▶ **Instruction**
Repeat exactly the lines from the line containing "[locate] the blue sky" to the last line of the listing, including both.

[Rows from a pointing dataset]
::::

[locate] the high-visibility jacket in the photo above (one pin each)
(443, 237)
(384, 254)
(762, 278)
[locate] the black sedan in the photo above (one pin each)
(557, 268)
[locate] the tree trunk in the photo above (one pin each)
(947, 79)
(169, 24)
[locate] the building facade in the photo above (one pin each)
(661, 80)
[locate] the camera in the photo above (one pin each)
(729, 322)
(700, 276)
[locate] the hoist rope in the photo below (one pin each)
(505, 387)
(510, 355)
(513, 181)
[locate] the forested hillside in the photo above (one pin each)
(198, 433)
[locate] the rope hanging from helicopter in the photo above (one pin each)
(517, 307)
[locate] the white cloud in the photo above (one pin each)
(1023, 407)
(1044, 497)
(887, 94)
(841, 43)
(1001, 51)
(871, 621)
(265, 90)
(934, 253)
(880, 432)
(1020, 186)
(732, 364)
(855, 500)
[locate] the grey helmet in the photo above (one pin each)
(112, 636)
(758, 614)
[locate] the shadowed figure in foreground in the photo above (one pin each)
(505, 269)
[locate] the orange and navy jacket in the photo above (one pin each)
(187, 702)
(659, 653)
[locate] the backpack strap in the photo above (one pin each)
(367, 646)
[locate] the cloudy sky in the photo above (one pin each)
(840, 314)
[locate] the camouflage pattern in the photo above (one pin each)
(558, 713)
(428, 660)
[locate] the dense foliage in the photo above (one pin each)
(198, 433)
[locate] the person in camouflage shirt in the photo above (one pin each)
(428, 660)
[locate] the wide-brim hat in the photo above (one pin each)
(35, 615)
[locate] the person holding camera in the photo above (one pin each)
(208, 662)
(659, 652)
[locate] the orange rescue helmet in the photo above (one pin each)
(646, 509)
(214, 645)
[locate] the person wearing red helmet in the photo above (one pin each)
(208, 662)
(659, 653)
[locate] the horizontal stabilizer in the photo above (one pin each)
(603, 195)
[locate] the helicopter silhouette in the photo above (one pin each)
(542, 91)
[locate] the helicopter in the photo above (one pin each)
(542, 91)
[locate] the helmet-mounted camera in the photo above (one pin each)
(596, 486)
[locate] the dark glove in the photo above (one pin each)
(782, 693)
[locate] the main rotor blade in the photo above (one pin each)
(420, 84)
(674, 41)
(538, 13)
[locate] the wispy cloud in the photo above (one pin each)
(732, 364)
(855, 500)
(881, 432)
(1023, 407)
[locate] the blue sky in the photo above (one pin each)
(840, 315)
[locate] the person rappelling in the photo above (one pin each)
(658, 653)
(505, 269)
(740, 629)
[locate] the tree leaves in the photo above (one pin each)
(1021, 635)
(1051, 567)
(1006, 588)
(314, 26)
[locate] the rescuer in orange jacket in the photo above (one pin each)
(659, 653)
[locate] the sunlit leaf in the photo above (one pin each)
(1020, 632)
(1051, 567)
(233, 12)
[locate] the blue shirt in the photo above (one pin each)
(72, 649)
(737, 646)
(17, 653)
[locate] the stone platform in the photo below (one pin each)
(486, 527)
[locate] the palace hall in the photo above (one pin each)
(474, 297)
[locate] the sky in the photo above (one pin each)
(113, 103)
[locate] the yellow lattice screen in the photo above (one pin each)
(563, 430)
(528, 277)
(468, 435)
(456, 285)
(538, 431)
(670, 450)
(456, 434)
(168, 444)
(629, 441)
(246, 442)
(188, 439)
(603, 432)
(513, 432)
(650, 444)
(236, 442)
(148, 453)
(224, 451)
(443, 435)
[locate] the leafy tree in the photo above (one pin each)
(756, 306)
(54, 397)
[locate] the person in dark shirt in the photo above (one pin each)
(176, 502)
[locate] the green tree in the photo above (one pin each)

::::

▶ **Result below**
[locate] the blue sky in the photo above (one pin each)
(840, 315)
[locate] the person rappelling in the photo above (one pin each)
(658, 653)
(505, 269)
(740, 629)
[locate] the tree leaves in the photo above (one pin each)
(1021, 635)
(1051, 567)
(1006, 588)
(314, 26)
[locate] the rescuer in orange jacket in the photo above (one pin each)
(659, 653)
[locate] the sunlit leaf in the photo above (one pin each)
(1020, 632)
(1051, 567)
(233, 12)
[locate] the blue shirt in the photo above (one pin each)
(72, 649)
(737, 646)
(17, 653)
[locate] the stone platform in the photo below (one pin each)
(486, 527)
[locate] the palace hall in the photo above (one pin each)
(474, 297)
[locate] the sky in the photo above (one pin each)
(113, 103)
[locate] the yellow lattice screen in the photo above (one pin each)
(563, 430)
(528, 277)
(468, 435)
(456, 285)
(538, 431)
(670, 450)
(456, 434)
(168, 444)
(629, 441)
(246, 442)
(188, 439)
(603, 432)
(513, 432)
(650, 444)
(236, 442)
(148, 453)
(224, 451)
(443, 435)
[locate] the leafy tree in the photo above (one pin each)
(756, 306)
(54, 397)
[locate] the person in dark shirt in the photo above (one pin each)
(176, 502)
[locate] the green tree in the photo above (one pin each)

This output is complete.